### TASKS FOR THIS EXERCISE
**A)** Please rewrite the paragraph of the interview excerpt that begins "I've been working over the entire holiday here" as a shorter paragraph, keeping its main facts.
**B)** In the interview excerpt, what organization does Kurt direct?

### EXERCISE TEXT
######
I've been doing this for 28 years and I've seen thousands and thousands of fish, and I, actually, and my technical staff are baffled at what we're seeing. These are not signs of healthy fish. Something's wrong.
CURWOOD: So, how are the fishermen, particularly the native Lummi fishermen, responding to this spill? What benefits, if any, are they seeing from bigger catches? I mean, there are a lot more fish right now.
BEARDSLEE: We've spent a lot of time with the Lemmi tribe, and I have not seen a single tribal member that's happy about what's happening. I've seen nothing but individuals that are very upset. They're out there to catch their Pacific fish that they have evolved with for the last few thousand years, and they had to take time away from their normal fishery, which they depend on, to go and catch these fish for the industry, because the industry's entire emergency response plan was to tell the public to go fishing.
I've been working over the entire holiday here, contacting the Emergency Response Command Center that was set up in Anacortes, to try to get funding for some of these fishermen that have caught these fish. They have them in cold storage. They don't want to sell them to the public. They want the industry to pay them back, and the representative I finally got ahold of from Department of Fish and Wildlife said, “The industry has no responsibility to pay the public back for cleaning up their mess.”
I'm sorry, but it was our government that permitted this industry. Our government works for us. They need to end up getting money from this industry to pay back these individuals that are now out great amounts of time and energy and money.
It's just one more aspect of how this industry is just totally subsidized by the public. They get to use public waters for free. They get to have their cleanup for free, and it's just not right.
CURWOOD: Now Kurt, you direct the Wild Fish Conservancy, and I understand that you have issued a notice of intent to sue Cooke Aquaculture. In other words, you're filing a lawsuit, you have filed effectively a lawsuit. What do you hope will come out of this litigation?
######
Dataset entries
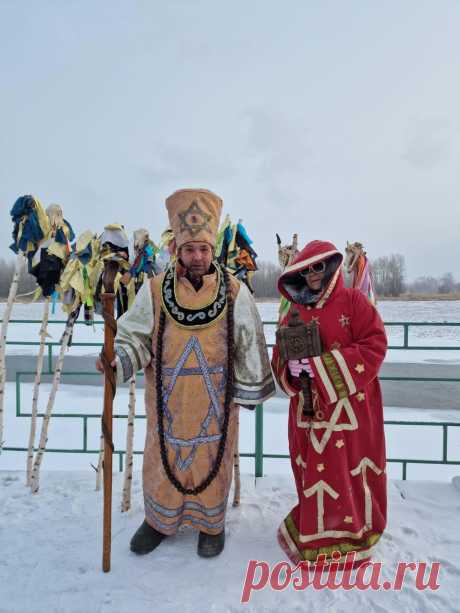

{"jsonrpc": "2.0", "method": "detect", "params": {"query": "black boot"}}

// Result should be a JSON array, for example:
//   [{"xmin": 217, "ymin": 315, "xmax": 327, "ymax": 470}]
[
  {"xmin": 130, "ymin": 520, "xmax": 166, "ymax": 555},
  {"xmin": 198, "ymin": 530, "xmax": 225, "ymax": 558}
]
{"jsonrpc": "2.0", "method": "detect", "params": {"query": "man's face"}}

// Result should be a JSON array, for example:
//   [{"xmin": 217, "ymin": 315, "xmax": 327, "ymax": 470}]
######
### WRITTEN RESPONSES
**A)** Beardslee spent the holiday contacting the Emergency Response Command Center in Anacortes to seek funding for fishermen who caught the fish. They are holding the fish in cold storage, do not want to sell them to the public, and want the industry to repay them. A Department of Fish and Wildlife representative said the industry has no responsibility to pay the public back for cleaning up its mess.

**B)** The Wild Fish Conservancy.